## Problem
Copy each of the records below line for line, changing nothing.

Records from a data collection:
- - -
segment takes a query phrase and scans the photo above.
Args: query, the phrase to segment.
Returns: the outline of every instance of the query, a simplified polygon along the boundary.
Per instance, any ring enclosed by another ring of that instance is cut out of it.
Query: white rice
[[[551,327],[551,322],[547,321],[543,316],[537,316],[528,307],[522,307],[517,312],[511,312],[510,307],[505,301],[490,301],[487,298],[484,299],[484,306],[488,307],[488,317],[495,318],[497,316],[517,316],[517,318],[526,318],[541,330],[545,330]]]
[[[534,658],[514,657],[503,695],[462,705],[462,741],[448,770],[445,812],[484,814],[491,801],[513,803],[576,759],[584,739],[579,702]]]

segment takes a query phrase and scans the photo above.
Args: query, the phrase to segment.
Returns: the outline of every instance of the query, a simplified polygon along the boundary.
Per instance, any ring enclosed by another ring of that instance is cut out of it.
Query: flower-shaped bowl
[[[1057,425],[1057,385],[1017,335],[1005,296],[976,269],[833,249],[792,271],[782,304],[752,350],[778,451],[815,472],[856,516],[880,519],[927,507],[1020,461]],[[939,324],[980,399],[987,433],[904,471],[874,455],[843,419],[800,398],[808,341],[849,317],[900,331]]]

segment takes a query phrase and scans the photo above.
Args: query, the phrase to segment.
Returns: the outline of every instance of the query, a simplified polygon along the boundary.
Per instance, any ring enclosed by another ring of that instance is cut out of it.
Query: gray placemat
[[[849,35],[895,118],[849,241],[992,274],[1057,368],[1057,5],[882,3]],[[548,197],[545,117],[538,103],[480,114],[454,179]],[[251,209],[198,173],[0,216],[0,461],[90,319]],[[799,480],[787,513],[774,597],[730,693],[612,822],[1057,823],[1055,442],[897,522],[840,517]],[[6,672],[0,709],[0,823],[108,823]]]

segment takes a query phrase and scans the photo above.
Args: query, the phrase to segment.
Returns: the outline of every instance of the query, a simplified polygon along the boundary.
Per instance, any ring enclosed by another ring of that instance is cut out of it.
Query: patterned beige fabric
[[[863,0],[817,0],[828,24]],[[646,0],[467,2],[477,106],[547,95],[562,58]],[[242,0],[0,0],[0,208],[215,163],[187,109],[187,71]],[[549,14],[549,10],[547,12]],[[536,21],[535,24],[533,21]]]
- - -
## Response
segment takes a query phrase and scans the photo above.
Args: query, the phrase to segment.
Returns: the outline of every instance of the query, a simplified polygon along the boundary.
Per instance, any ring enclosed by another ring of that instance is cut out of it.
Query: white rice
[[[551,327],[551,322],[547,321],[543,316],[537,316],[528,307],[522,307],[517,312],[511,312],[510,307],[505,301],[490,301],[487,298],[484,299],[484,306],[488,307],[488,317],[495,318],[497,316],[517,316],[517,318],[526,318],[541,330],[545,330]]]
[[[534,658],[514,657],[503,695],[462,705],[462,741],[448,770],[445,812],[484,814],[491,801],[513,803],[576,759],[584,739],[579,702]]]

segment takes a query phrase and scans the photo above.
Args: query, the phrase to segment.
Returns: the outline of every instance of the query, a simplified polygon along the boundary.
Per instance, any ring enclosed by another ring of that instance is cut out of it.
Query: flower-shaped bowl
[[[1057,425],[1057,385],[1017,335],[1005,296],[976,269],[833,249],[792,271],[782,304],[752,350],[778,451],[815,472],[856,516],[880,519],[927,507],[1020,461]],[[939,324],[980,399],[987,433],[904,471],[874,455],[843,419],[800,398],[808,341],[849,317],[900,331]]]

segment takes a query phrase and scans the photo above.
Args: query, the phrase to segment.
Returns: the outline of every instance of the query, a simplified polygon along the boundary.
Per instance, any ring enclosed by another ring of that instance is cut out of it.
Query: gray placemat
[[[849,35],[895,118],[849,241],[992,274],[1057,368],[1057,5],[882,3]],[[548,197],[545,117],[538,103],[480,114],[454,179]],[[251,209],[198,173],[0,216],[0,461],[90,319]],[[799,480],[787,513],[774,597],[730,693],[612,822],[1057,823],[1055,442],[897,522],[840,517]],[[6,672],[0,709],[0,823],[108,823]]]

segment takes a query phrase and scans the photo above.
Args: query, the phrase to segment.
Returns: the outline of every instance of the query, a simplified polygon along the boundary.
Per instance, any ring enclosed by another ring of that instance is cut out of it.
Query: patterned beige fabric
[[[863,0],[817,0],[828,24]],[[646,0],[467,2],[477,106],[547,95],[562,58]],[[242,0],[0,0],[0,208],[215,163],[187,109],[187,71]],[[549,14],[549,10],[547,12]],[[536,21],[535,24],[533,21]]]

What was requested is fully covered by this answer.